**Written request:** Could you rewrite the lines below with "white van" swapped for "red truck" everywhere it appears, keeping everything else unchanged and leaving out the pictures?

################

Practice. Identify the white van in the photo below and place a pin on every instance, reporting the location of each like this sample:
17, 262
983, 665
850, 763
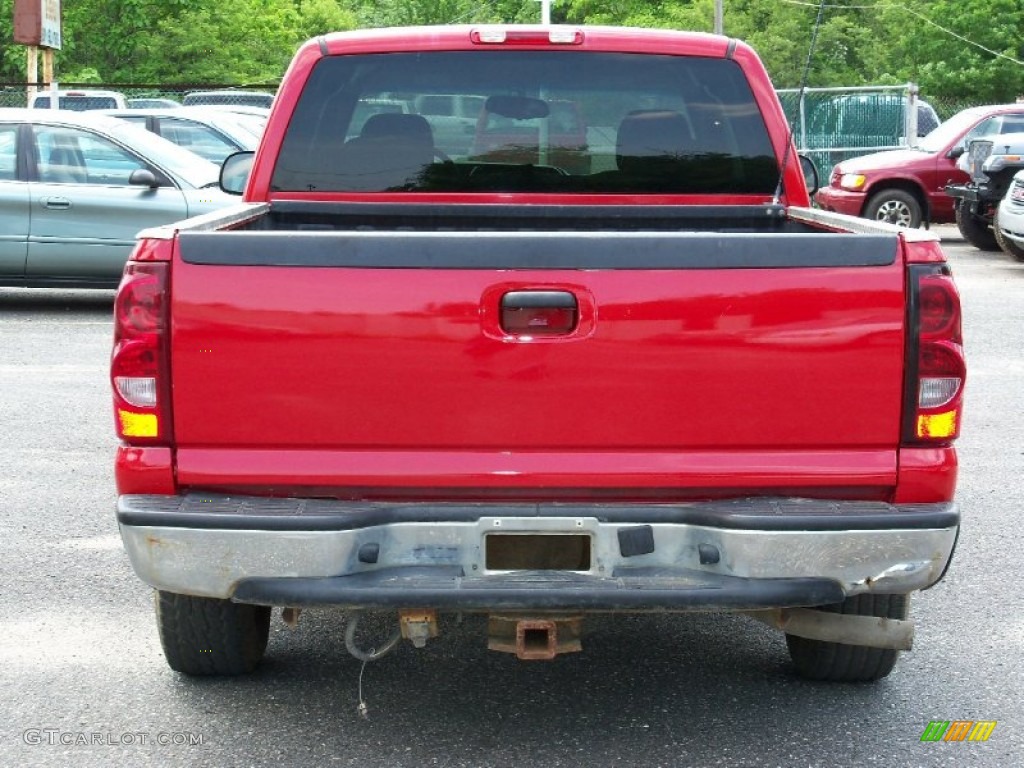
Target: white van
80, 99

################

**Response below:**
Practice. Identify the red truck in the photo below and place a pin on every instance, reporting the location of each like this sample:
17, 262
983, 665
850, 763
Target: red truck
80, 99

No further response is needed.